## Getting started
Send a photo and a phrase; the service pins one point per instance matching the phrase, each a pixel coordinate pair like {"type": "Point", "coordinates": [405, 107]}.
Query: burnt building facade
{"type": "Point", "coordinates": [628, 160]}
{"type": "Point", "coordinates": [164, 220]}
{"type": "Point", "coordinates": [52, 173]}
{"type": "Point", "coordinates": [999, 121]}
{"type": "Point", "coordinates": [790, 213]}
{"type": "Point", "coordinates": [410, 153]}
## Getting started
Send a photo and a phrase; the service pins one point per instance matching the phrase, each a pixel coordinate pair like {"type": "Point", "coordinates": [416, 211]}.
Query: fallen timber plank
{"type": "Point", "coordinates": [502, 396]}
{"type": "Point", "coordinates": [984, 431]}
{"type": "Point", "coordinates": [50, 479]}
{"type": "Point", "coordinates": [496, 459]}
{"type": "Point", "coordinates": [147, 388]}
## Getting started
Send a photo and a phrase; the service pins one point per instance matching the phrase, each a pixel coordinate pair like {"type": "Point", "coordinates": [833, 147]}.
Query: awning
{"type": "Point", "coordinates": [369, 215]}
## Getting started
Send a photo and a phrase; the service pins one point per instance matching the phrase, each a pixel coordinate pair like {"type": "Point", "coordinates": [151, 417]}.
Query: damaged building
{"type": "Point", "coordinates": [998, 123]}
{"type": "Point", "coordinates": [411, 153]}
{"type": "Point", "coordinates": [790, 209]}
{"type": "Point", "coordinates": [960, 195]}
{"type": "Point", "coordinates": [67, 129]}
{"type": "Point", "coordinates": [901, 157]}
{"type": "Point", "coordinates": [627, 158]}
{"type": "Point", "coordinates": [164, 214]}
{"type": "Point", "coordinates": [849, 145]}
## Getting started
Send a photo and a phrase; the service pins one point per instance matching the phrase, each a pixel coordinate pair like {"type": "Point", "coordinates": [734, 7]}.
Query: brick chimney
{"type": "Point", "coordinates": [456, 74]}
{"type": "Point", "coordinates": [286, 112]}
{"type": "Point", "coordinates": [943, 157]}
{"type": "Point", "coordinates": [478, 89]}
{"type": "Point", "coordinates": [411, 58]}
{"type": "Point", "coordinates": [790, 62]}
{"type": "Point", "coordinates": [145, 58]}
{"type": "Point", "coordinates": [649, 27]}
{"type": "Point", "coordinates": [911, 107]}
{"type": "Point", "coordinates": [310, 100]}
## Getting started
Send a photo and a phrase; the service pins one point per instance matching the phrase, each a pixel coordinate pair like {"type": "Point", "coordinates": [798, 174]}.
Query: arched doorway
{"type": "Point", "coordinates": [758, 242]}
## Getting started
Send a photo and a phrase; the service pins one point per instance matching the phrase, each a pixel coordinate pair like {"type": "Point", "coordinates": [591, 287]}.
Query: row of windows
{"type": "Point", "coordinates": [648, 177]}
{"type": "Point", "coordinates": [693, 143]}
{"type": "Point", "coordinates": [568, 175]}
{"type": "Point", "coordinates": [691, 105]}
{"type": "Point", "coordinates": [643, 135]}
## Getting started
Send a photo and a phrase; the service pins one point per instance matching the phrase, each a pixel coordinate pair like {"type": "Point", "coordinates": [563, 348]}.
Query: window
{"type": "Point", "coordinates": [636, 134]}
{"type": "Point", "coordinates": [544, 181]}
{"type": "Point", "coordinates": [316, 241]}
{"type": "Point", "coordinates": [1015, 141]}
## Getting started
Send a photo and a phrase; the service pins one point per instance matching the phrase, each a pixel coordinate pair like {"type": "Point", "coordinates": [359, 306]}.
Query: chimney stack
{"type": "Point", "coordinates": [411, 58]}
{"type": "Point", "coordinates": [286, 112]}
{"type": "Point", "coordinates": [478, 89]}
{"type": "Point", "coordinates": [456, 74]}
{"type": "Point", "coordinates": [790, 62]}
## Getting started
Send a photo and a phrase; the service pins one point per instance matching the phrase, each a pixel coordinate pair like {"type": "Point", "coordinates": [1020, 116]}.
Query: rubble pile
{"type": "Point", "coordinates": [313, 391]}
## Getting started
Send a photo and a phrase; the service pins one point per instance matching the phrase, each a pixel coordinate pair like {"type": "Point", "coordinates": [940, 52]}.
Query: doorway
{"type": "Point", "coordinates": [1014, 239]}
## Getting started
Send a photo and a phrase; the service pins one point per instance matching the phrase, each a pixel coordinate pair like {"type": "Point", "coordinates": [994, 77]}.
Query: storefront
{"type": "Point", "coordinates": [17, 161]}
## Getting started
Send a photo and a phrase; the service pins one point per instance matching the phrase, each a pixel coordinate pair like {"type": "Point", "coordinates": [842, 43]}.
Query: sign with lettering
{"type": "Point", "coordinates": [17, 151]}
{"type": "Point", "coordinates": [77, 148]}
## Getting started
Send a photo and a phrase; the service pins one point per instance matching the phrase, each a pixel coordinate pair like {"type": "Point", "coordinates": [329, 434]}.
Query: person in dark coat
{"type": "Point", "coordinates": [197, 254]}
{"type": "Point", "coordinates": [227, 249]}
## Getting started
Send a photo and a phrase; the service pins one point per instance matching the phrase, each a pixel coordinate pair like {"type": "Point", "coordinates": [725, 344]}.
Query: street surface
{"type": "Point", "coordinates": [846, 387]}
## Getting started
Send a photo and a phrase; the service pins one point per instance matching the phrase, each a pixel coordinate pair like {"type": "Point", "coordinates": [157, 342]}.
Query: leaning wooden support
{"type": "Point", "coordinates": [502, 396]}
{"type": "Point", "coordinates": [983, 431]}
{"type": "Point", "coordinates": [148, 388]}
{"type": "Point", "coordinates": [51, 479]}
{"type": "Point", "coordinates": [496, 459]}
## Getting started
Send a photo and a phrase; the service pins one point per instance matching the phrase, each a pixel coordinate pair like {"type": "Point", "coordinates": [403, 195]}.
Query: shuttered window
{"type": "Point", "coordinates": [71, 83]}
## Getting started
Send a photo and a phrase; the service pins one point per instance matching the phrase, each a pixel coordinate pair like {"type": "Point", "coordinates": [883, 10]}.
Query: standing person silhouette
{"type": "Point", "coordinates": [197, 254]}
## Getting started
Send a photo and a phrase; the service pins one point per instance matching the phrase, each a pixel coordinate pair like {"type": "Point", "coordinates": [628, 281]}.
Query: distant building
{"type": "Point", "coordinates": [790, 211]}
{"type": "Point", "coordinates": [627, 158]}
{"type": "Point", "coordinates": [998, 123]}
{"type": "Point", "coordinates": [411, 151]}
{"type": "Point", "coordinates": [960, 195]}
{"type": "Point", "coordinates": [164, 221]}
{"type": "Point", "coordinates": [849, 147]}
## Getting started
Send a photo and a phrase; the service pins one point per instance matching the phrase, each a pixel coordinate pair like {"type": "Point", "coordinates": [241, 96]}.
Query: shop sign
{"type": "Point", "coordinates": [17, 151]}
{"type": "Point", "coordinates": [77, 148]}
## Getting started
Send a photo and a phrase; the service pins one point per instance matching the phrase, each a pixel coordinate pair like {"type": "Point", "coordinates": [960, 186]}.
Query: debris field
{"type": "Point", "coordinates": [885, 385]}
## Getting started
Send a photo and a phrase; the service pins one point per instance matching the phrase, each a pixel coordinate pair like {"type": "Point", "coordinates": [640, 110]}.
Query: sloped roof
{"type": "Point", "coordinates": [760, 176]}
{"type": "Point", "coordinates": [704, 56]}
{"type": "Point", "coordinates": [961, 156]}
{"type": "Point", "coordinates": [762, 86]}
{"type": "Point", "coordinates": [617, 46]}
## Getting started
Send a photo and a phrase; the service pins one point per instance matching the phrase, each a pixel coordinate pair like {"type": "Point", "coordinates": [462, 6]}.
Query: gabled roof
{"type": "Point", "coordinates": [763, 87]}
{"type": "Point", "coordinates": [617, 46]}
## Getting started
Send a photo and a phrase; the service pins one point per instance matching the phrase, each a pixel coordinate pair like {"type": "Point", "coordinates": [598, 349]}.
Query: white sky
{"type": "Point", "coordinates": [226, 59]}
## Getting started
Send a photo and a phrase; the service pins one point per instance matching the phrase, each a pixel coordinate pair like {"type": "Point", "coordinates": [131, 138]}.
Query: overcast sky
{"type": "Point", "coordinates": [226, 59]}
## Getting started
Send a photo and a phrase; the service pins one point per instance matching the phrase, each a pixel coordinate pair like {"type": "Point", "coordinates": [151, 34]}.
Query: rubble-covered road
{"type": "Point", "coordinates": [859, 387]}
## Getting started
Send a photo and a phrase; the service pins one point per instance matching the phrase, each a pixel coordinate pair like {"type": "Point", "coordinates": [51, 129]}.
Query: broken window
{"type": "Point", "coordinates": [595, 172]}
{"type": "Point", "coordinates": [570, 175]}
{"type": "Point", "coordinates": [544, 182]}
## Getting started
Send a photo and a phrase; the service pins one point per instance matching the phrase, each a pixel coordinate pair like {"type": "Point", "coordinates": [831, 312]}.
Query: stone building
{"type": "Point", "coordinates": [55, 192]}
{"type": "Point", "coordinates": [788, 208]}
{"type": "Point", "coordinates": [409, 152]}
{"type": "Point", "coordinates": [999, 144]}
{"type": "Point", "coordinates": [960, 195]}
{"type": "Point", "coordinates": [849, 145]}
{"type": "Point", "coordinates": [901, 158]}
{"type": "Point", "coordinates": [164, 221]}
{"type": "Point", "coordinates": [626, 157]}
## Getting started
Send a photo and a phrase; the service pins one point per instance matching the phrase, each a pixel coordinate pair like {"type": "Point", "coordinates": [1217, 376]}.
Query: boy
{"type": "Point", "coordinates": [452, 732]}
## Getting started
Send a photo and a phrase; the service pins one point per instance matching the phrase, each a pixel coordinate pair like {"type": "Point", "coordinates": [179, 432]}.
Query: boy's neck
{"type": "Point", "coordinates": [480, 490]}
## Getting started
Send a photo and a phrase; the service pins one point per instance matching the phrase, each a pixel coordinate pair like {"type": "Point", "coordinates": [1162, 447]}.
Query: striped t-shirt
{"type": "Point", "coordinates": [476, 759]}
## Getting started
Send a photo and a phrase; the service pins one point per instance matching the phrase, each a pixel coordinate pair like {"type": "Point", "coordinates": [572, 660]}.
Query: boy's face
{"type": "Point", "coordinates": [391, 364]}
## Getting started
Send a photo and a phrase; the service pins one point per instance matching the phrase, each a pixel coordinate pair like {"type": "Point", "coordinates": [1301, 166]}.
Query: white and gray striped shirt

....................

Set down only these lines, exactly: the line containing "Query: boy's face" and each line after it, through the end of the listing.

Query: boy's face
{"type": "Point", "coordinates": [391, 364]}
## Getting started
Send a photo and a phrase; the service pins one point per instance matching the phrase, each a pixel coordinate pair like {"type": "Point", "coordinates": [1301, 166]}.
Query: white and gray striped shirt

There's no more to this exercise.